═════ SELECTED EXCERPT ═════

Step inside the Group Partner Lounge to hear Y Combinator Group Partners Harj Taggar, Michael Seibel and Brad Flora discuss the pros and cons of startups selling software to other startups. Or is there a better approach out there?

Transcript

Speaker 0:

I just wanna turn my startup into like a real time strategy game, where I can sit at my computer and click on things and watch numbers go up. If I can do that and just sit on the couch and have people bring me food and I click things, we're in good shape.

Speaker 1:

Hello. This is Michael with Harge and Brad. Welcome to inside the group partner lounge.

Speaker 0:

As Y companies are group partners, we find ourselves often repeating the same advice over and over again during our office hours with the startups we work with. For COVID, we'd often gather together in the group partner lounge, the YC office, to try to figure out why this was the case and how we could help startups figure it out faster.

And today, we're gonna talk about when is it a good idea to sell software to startups.

═════ RECORDED DATA ═════

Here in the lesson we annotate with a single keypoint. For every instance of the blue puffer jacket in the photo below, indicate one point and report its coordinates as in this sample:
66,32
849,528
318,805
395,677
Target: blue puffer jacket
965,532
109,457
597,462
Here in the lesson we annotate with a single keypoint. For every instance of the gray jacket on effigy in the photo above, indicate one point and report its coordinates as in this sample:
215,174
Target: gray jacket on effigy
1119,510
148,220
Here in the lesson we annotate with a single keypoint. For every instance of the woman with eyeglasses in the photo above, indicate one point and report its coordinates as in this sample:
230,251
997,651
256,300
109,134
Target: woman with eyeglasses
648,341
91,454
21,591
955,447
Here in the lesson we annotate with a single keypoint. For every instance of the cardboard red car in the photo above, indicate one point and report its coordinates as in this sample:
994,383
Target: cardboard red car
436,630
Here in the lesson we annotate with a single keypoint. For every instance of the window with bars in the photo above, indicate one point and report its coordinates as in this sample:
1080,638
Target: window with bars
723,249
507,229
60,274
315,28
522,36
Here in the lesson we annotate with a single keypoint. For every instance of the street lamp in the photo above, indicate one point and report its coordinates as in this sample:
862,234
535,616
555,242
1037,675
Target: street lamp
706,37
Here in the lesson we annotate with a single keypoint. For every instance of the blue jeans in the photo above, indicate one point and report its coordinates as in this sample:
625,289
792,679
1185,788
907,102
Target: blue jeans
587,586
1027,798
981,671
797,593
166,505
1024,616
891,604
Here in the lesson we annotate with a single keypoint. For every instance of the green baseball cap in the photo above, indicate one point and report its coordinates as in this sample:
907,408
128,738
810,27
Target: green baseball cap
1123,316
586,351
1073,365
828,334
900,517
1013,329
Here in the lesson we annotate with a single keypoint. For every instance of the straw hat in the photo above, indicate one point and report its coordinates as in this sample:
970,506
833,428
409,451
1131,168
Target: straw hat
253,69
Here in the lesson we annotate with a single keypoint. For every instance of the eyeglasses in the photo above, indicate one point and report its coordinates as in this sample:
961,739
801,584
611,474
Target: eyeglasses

═════

→ **WORK INSTRUCTION 1**: According to the Group Partner Lounge transcript's introduction, which three Y Combinator Group Partners take part in the discussion?
→ **WORK INSTRUCTION 2**: Translate this sentence from the Group Partner Lounge transcript into Spanish: "And today, we're gonna talk about when is it a good idea to sell software to startups."
→ **WORK INSTRUCTION 3**: Continue the Group Partner Lounge transcript from its last line.
The data has nothing to do with the transcript.

→ **ANSWER BOX 1**: Harj Taggar, Michael Seibel and Brad Flora.

→ **ANSWER BOX 2**: Y hoy vamos a hablar de cuándo es buena idea venderles software a las startups.

→ **ANSWER BOX 3**:
Speaker 2:

Har, do you wanna set this one up? Yeah. So, you know, I think especially amongst y c companies, selling to other startups has been a formula for success. So some of our top companies, like Stripe started out being just a payments processor company for other YC startups for a long time. PagerDuty, one of the first YC companies to go public. Like, all of their early customers were other startups.

And even when you read their s one filing when they went public, they were still referencing lots of those startup customers years later. So it's clearly something that can work really, really well. I think the interesting thing, though, is.

Speaker 1:

when it doesn't work. Right? Like, when when founders are are kind of maybe cargo culting, not understanding why these folks do this. What what do think about that, Brad?

Speaker 0:

Yeah. So people have seen that those companies, started off selling to startups and assume that they should do the same thing too. But it's not always the best move for them. And there's a whole lot of reasons why companies think that they should be doing it, and it's not the best move for them.

I think the the first one that I see all the time, and, Michael, we've worked with some companies together that did this, where their product naturally should be sold to bigger companies. Those are the only people that want them, that want it. But the sales cycle seems really long.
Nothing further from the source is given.